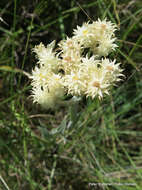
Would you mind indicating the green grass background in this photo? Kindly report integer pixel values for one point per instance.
(68, 148)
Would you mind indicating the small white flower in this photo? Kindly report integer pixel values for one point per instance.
(46, 56)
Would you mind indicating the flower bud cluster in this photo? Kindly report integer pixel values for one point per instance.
(79, 68)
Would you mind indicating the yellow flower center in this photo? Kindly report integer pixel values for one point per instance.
(110, 68)
(75, 77)
(96, 84)
(85, 32)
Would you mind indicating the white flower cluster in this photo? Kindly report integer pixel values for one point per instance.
(80, 66)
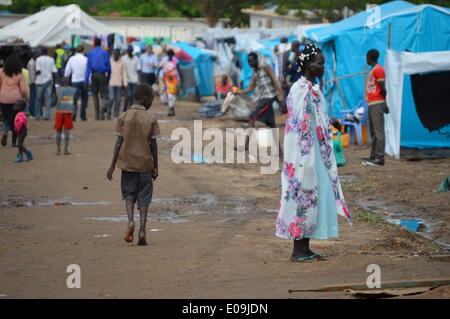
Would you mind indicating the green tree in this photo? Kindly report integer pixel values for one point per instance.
(327, 8)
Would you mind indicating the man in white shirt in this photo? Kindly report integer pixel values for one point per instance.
(148, 66)
(132, 66)
(31, 67)
(76, 66)
(45, 83)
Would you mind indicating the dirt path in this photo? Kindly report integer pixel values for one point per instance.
(213, 225)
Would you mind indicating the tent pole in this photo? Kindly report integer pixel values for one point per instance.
(339, 90)
(389, 36)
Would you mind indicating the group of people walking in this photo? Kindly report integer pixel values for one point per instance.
(311, 194)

◆ TASK DETAILS
Rewrite all of the rows above, changing "photo" to "image" and keeping everything else the same. Omit the pictures from your answer.

◆ WRITTEN RESPONSE
Would you mind indicating the green grass background in this image? Kindly report integer pixel values for one point per instance.
(68, 148)
Would you mind indicating the small white flower in this image? Kindly report integer pixel values for one point per instance.
(46, 56)
Would you mind indicating the flower bud cluster in this image? Kindly report integer pixel values for one point per instance.
(79, 68)
Would you mind indicating the yellow flower center in this image? Kindly report integer pixel values for one point per instance.
(110, 68)
(75, 77)
(96, 84)
(85, 32)
Would you mind indicating the white flower cluster in this image? Kindly report integer pixel values for one point per instance.
(80, 66)
Would you mind indicating the green tree in this image? Kindly report integer pixel values for one point per instance.
(327, 8)
Would you mind indicating the man in white shirt in this image? Kindly report integer pixel values for one point per instance.
(148, 66)
(132, 66)
(31, 67)
(76, 66)
(45, 83)
Would you mind indicating the dirt path in this image? Kindly report integer pixel values for one point per instance.
(213, 225)
Would you mind indicating the tent pole in this image? Kindly report integer pixel values for one point per instance.
(339, 90)
(389, 36)
Would you mind indicating the group of people walking in this image? Kindly report integer pixel values for one point per instance.
(311, 194)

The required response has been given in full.